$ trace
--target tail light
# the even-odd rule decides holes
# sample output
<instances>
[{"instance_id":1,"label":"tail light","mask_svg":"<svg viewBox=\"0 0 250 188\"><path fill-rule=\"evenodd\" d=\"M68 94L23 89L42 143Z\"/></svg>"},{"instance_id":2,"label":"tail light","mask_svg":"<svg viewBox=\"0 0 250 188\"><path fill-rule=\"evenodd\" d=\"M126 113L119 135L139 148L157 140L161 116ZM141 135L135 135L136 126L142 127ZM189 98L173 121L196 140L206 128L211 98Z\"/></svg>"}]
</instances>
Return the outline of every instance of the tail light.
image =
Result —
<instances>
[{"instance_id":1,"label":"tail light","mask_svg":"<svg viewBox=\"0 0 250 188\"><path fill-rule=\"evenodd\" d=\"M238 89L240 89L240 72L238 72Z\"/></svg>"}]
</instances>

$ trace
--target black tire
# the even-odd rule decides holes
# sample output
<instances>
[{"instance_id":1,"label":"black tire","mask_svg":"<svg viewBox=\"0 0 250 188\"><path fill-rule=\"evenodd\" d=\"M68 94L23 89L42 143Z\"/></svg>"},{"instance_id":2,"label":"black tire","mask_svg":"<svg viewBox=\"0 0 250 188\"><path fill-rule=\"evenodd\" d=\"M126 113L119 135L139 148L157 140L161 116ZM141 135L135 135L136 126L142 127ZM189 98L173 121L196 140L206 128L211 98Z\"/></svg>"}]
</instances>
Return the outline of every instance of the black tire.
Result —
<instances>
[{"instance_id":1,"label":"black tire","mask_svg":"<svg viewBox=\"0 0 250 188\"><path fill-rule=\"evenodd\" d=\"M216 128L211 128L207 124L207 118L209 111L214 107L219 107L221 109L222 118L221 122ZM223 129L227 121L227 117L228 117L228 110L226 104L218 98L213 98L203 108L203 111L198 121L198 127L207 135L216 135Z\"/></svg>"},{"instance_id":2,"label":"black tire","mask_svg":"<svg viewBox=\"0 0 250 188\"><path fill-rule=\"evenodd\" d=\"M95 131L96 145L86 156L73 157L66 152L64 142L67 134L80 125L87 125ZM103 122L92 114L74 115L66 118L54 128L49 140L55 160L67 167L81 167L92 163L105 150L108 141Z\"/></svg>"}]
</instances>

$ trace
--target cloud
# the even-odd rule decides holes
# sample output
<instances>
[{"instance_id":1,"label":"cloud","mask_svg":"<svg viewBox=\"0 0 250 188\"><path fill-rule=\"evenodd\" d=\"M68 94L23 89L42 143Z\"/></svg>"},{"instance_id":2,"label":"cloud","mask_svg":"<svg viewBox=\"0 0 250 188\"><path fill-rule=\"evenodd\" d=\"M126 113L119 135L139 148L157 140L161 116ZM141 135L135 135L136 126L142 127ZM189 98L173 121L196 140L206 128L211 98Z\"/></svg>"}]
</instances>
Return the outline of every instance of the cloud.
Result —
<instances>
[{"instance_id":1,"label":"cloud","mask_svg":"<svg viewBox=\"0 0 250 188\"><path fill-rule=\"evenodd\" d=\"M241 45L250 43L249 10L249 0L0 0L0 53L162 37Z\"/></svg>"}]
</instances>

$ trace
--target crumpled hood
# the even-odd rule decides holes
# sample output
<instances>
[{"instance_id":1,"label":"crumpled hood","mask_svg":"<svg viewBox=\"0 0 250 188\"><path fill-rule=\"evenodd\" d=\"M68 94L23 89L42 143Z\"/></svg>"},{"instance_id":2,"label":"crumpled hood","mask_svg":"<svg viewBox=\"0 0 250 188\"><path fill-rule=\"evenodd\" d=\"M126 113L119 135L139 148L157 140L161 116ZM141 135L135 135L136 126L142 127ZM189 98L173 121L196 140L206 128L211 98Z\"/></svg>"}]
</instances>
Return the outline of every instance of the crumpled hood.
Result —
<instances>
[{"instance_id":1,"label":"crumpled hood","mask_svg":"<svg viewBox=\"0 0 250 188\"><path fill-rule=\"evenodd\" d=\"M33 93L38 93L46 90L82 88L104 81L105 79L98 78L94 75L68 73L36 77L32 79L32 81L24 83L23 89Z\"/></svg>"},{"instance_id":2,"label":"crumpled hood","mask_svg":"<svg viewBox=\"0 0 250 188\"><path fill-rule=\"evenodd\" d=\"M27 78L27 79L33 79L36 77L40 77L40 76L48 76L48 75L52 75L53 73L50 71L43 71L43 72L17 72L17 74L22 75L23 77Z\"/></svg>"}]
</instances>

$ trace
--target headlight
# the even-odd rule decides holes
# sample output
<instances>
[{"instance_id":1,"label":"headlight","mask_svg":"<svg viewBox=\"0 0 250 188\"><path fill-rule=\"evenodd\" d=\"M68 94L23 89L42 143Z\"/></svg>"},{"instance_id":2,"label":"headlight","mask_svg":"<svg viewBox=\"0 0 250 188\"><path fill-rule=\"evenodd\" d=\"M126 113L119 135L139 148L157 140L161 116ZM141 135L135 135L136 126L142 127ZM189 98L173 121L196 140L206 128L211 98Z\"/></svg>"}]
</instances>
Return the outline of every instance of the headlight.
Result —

··········

- Requirement -
From the items above, pull out each line containing the string "every".

- The answer -
Return the outline of every instance of the tail light.
Return the outline of every instance of the black tire.
Return the outline of every instance of the cloud.
Return the outline of every instance of the crumpled hood.
Return the outline of every instance of the headlight.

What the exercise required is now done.